→ WORK INSTRUCTIONS:
Each line of the data should be repeated precisely.

→ DATA PROVIDED:
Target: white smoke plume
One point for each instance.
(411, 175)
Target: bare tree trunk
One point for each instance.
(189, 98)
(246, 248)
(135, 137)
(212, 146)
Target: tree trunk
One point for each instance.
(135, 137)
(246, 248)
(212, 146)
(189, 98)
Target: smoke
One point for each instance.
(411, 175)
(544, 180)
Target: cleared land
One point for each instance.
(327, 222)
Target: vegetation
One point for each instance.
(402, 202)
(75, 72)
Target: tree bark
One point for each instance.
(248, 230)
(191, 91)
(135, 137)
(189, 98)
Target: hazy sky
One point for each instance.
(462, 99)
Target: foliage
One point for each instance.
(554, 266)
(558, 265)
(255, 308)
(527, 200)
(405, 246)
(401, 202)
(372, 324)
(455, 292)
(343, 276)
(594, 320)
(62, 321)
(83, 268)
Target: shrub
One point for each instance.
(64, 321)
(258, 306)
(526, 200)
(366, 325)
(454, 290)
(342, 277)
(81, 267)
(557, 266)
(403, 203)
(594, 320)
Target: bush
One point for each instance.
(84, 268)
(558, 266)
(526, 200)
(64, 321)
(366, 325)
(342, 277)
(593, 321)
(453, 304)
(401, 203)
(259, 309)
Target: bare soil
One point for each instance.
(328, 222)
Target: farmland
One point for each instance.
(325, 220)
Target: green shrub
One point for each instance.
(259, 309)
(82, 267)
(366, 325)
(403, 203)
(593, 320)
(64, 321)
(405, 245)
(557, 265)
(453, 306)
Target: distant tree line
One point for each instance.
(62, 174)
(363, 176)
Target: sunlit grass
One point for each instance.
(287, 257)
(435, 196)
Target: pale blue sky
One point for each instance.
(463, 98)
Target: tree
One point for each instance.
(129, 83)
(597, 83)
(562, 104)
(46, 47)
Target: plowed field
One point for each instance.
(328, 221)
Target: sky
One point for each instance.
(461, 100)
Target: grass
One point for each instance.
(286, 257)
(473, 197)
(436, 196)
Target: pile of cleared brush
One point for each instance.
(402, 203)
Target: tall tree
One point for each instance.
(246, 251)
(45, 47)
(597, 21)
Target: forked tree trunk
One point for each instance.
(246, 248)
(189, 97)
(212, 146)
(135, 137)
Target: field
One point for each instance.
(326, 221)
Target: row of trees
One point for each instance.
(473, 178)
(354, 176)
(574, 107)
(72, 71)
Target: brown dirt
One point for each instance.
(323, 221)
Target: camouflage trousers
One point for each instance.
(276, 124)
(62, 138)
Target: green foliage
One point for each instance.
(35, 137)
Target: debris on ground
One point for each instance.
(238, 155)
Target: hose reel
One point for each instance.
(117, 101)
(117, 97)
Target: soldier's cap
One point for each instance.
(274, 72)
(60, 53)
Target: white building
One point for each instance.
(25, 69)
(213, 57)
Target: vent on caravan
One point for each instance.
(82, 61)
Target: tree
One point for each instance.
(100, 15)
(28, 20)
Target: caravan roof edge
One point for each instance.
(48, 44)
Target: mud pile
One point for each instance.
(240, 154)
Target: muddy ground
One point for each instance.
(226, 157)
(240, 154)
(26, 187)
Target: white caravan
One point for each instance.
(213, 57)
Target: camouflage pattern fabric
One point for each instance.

→ ANSWER TO THIS PROBLEM:
Target: white smoke plume
One point for each instance.
(411, 175)
Target: bare tree trunk
One point for each instance.
(189, 98)
(246, 248)
(135, 137)
(212, 146)
Target: tree trunk
One point for each instance.
(135, 137)
(246, 248)
(212, 146)
(189, 98)
Target: smoke
One point for each instance.
(411, 175)
(544, 180)
Target: cleared land
One point for each instance.
(327, 222)
Target: vegetation
One point for each instance.
(402, 202)
(75, 72)
Target: tree bark
One point for each instance.
(248, 230)
(191, 91)
(135, 137)
(189, 98)
Target: hazy sky
One point for each instance.
(462, 99)
Target: foliage
One point for each instance.
(554, 266)
(558, 265)
(255, 308)
(527, 200)
(405, 246)
(401, 202)
(372, 324)
(455, 292)
(343, 276)
(594, 320)
(62, 321)
(83, 268)
Target: shrub
One point for each instance.
(64, 321)
(258, 306)
(526, 200)
(366, 325)
(454, 290)
(342, 277)
(81, 267)
(557, 266)
(403, 203)
(594, 320)
Target: bush
One point for each instance.
(84, 268)
(558, 266)
(526, 200)
(64, 321)
(366, 325)
(342, 277)
(593, 321)
(453, 304)
(401, 203)
(259, 309)
Target: bare soil
One point for each instance.
(328, 222)
Target: farmland
One point for each instance.
(325, 220)
Target: green shrub
One point for each instance.
(259, 309)
(82, 267)
(366, 325)
(403, 203)
(593, 320)
(64, 321)
(405, 245)
(557, 265)
(453, 306)
Target: distant tree line
One point for each instance.
(62, 174)
(363, 176)
Target: sunlit grass
One point for each instance.
(287, 257)
(435, 196)
Target: pale blue sky
One point for each instance.
(463, 98)
Target: tree
One point for each instance.
(129, 83)
(597, 83)
(562, 104)
(46, 47)
Target: plowed field
One point for each instance.
(328, 221)
Target: sky
One point for each instance.
(461, 100)
Target: grass
One point for each instance.
(286, 257)
(473, 197)
(436, 196)
Target: pile of cleared brush
One point for each instance.
(402, 203)
Target: tall tree
One point for each instance.
(246, 251)
(45, 47)
(597, 21)
Target: forked tree trunk
One point for each instance.
(246, 248)
(189, 97)
(212, 146)
(135, 137)
Target: field
One point for each instance.
(326, 221)
Target: row of trees
One point for each instance.
(473, 178)
(354, 176)
(574, 107)
(72, 71)
Target: brown dirt
One point for each instance.
(323, 221)
Target: camouflage trousers
One point for each instance.
(276, 124)
(62, 138)
Target: green foliage
One point for each instance.
(35, 137)
Target: debris on ground
One point for each instance.
(238, 155)
Target: hose reel
One point for each instance.
(117, 101)
(117, 97)
Target: soldier's cap
One point for each instance.
(274, 72)
(60, 53)
Target: white building
One point for each instance.
(25, 69)
(213, 57)
Target: vent on caravan
One point for each instance.
(82, 61)
Target: tree
One point for each instance.
(100, 15)
(28, 20)
Target: caravan roof edge
One point for each instance.
(48, 44)
Target: mud pile
One point for each instance.
(240, 154)
Target: muddy ground
One point for each instance.
(226, 157)
(240, 154)
(26, 187)
Target: white caravan
One point for each instance.
(213, 57)
Target: camouflage pattern fabric
One point for each instance.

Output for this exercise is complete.